__Task to carry out__: Make an exact copy of all the data.

__Listing__:
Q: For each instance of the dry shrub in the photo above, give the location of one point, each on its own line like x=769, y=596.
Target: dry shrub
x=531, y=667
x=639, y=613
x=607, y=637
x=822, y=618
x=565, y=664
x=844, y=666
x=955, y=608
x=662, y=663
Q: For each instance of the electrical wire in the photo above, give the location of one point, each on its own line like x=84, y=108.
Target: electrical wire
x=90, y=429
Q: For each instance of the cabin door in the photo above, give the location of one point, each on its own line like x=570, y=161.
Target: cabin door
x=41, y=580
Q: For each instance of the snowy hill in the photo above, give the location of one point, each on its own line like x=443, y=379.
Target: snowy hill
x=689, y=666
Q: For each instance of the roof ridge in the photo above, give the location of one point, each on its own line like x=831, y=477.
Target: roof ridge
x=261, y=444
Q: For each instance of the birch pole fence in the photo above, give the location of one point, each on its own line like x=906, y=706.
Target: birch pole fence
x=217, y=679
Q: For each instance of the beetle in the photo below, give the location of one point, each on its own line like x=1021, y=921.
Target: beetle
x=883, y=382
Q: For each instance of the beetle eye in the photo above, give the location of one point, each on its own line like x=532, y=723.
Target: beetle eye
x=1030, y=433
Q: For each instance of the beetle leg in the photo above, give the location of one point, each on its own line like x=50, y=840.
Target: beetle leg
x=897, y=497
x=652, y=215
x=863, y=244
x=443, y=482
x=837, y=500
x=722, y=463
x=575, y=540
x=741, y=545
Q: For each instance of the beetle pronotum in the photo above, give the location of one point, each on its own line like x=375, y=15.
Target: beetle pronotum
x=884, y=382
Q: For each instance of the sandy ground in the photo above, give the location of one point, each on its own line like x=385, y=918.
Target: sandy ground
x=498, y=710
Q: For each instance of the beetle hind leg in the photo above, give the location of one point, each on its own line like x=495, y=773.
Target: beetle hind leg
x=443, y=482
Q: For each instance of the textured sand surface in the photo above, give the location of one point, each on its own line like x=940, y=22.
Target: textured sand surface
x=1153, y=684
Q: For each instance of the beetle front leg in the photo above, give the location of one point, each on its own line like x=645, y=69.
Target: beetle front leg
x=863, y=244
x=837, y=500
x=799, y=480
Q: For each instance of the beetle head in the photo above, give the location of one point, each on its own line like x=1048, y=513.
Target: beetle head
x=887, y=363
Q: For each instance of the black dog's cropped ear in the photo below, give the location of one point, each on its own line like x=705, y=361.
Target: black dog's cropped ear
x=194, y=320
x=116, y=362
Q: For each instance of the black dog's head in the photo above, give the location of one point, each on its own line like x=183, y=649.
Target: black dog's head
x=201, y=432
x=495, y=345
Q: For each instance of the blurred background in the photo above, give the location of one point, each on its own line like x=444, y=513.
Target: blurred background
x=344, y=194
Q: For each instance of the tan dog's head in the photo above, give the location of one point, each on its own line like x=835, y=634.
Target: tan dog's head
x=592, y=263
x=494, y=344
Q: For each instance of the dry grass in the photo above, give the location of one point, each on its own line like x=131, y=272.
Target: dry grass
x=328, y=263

__Finished task__:
Q: For each instance of the dry shrub in the photo above, give the location of one point, each on its own line like x=769, y=596.
Target: dry shrub
x=531, y=667
x=639, y=613
x=607, y=637
x=822, y=618
x=565, y=664
x=844, y=666
x=955, y=608
x=662, y=663
Q: For each instance of the electrical wire in the photo above, give the location of one point, each on its own line like x=84, y=108.
Target: electrical wire
x=90, y=429
Q: For each instance of the cabin door in the photo above, give the location of one point, each on its own line like x=570, y=161.
Target: cabin door
x=41, y=580
Q: For each instance of the snowy hill in the photo above, give the location of one point, each on its own line like x=443, y=379.
Target: snowy hill
x=689, y=666
Q: For each instance of the roof ridge in the photo above, give the location of one point, each on its own line like x=831, y=477.
Target: roof ridge
x=261, y=444
Q: For each instance of the birch pole fence in the photo above, give the location of one point, each on its own line like x=906, y=706.
Target: birch pole fence
x=217, y=679
Q: For each instance of the beetle in the photo below, give the location of one point, each on its own line like x=1021, y=921.
Target: beetle
x=883, y=382
Q: For each instance of the beetle eye in the photo above, give the location of one point, each on its own line like x=532, y=723.
Target: beetle eye
x=1030, y=433
Q: For each instance of the beetle leg in the photo above, give the location of one point, each on its own line like x=50, y=840.
Target: beetle leg
x=897, y=497
x=652, y=215
x=863, y=244
x=443, y=482
x=837, y=500
x=722, y=463
x=575, y=540
x=741, y=545
Q: For each instance of the beetle pronotum in the photo above, give the location of one point, each on its own line like x=375, y=15.
Target: beetle pronotum
x=884, y=382
Q: For each instance of the sandy ground in the photo above, give the location of one point, each on its own line like x=385, y=918.
Target: sandy ground
x=498, y=710
Q: For each instance of the beetle hind leg in the photo above, give the location of one point, each on its own line like x=495, y=773.
Target: beetle hind leg
x=443, y=482
Q: For each instance of the textured sand surface in the photo above, give the location of one point, each on its own line like x=940, y=22.
Target: textured sand surface
x=1153, y=684
Q: For each instance of the beetle front leg in the photo above, give the location of one point, each on its own line like x=645, y=69.
Target: beetle front leg
x=863, y=244
x=837, y=500
x=799, y=480
Q: For each instance of the beetle head in the photo above, give the location of one point, each on its own line like x=1048, y=513.
Target: beetle head
x=887, y=363
Q: For each instance of the black dog's cropped ear in the photo below, give the location of one point, each on its own line like x=705, y=361.
Target: black dog's cropped ear
x=194, y=320
x=116, y=362
Q: For each instance of the black dog's head in the photo above, give the location of one point, each on its own line like x=183, y=649.
Target: black dog's head
x=201, y=432
x=495, y=345
Q: For each instance of the blurred background in the photo above, give the location of one point, each on its own line like x=444, y=513.
Target: blurred background
x=344, y=194
Q: For each instance of the tan dog's head in the photo above, give the location of one point, each on its own line like x=835, y=634.
Target: tan dog's head
x=592, y=263
x=494, y=344
Q: For each instance of the dry grass in the photo above, give the location of one point, each on its own line like x=131, y=272.
Target: dry grass
x=328, y=263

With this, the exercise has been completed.